Return only the lines from the top of the material through the line marked by "Practice step: put a point on each instance of the leash", unaltered.

★ ★ ★ ★ ★ ★ ★

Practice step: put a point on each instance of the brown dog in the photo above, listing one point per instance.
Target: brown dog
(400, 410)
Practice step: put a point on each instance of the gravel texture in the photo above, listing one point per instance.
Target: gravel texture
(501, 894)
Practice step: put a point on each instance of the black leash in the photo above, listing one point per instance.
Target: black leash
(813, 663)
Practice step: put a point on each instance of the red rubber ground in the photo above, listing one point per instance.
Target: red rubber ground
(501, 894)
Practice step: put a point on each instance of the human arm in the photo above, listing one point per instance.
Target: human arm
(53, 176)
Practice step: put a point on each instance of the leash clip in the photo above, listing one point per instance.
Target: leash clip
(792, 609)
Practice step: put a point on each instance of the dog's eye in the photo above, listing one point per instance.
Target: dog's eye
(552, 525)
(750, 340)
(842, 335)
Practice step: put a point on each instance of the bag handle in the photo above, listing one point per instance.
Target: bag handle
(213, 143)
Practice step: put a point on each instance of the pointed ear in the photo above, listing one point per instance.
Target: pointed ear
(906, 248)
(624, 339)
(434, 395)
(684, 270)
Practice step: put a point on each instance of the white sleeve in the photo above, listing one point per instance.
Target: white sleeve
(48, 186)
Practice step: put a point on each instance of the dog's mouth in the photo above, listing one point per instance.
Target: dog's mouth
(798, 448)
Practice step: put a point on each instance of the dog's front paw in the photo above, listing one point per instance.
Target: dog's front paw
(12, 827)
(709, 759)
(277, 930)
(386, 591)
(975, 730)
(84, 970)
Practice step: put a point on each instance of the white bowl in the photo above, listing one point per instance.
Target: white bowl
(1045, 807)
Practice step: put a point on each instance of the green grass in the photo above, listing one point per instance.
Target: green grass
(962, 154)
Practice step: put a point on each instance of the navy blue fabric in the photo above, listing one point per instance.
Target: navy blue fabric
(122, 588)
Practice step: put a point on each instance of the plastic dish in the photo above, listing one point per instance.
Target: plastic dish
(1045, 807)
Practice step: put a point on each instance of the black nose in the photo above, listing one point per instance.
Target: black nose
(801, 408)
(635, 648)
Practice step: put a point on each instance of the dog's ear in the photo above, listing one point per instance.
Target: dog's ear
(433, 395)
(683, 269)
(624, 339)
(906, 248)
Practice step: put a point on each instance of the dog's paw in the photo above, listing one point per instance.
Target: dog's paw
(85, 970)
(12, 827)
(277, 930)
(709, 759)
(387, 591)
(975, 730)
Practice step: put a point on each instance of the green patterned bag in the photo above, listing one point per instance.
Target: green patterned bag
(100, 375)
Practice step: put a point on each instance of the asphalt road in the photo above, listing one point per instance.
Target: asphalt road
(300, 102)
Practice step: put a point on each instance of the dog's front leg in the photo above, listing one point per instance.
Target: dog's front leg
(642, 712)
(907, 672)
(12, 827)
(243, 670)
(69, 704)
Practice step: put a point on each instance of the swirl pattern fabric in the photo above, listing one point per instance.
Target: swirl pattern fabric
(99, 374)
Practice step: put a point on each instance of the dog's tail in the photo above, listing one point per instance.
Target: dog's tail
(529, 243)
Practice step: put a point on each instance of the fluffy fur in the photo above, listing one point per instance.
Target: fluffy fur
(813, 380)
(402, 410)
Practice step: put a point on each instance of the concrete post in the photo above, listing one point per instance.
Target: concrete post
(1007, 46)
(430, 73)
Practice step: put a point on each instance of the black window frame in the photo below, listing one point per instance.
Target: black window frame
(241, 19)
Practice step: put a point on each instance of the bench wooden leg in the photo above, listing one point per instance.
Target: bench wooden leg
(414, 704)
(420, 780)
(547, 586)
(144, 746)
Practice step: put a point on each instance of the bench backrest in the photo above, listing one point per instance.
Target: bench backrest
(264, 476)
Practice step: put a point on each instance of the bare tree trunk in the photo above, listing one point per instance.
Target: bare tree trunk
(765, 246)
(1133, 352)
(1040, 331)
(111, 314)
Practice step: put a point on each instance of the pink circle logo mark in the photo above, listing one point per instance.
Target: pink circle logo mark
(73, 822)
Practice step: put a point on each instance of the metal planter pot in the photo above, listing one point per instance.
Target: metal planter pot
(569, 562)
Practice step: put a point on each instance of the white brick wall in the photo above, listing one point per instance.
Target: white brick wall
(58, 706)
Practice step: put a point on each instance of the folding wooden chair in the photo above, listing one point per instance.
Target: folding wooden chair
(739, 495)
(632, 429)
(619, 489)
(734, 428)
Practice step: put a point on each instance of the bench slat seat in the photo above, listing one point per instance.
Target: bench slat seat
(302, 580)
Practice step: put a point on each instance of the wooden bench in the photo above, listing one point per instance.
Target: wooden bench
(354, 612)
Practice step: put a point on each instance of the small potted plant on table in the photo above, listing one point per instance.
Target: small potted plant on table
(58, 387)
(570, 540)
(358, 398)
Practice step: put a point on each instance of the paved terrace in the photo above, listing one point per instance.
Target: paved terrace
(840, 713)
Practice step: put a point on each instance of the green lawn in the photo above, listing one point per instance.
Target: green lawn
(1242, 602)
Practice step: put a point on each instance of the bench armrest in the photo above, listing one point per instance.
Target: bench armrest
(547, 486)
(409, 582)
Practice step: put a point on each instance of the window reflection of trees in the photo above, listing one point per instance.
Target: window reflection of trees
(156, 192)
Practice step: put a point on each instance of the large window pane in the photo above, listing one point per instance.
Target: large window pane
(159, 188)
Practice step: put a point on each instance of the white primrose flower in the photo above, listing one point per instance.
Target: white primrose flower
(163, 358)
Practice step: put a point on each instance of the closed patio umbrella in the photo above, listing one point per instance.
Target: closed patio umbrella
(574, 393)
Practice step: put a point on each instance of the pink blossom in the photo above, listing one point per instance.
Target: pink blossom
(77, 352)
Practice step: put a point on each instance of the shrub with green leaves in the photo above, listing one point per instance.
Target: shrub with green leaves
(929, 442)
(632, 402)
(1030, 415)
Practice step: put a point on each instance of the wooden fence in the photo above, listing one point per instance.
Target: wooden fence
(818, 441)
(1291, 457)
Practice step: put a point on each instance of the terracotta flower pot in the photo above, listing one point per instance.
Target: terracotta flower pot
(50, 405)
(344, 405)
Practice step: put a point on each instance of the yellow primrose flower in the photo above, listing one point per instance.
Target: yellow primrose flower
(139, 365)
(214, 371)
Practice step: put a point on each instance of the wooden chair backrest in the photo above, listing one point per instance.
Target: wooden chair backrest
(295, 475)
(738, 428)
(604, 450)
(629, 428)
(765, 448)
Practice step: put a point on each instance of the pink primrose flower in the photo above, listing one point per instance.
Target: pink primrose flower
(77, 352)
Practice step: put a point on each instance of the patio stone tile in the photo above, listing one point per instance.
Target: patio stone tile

★ ★ ★ ★ ★ ★ ★

# EXERCISE ANSWER
Practice step: put a point on each instance of the brown dog in the photo above, listing one point per instance.
Target: brown dog
(400, 410)
Practice step: put a point on each instance of the gravel texture in the photo above, listing one point per instance.
Target: gravel texture
(501, 894)
Practice step: put a point on each instance of the black leash in the photo above, listing one point per instance.
Target: black leash
(813, 663)
Practice step: put a point on each instance of the red rubber ground in the photo above, listing one point per instance.
Target: red rubber ground
(501, 894)
Practice step: put a point on each instance of the human arm in the photo above, listing one point per instance.
Target: human arm
(53, 176)
Practice step: put a point on each instance of the leash clip in the photo above, listing one point per instance.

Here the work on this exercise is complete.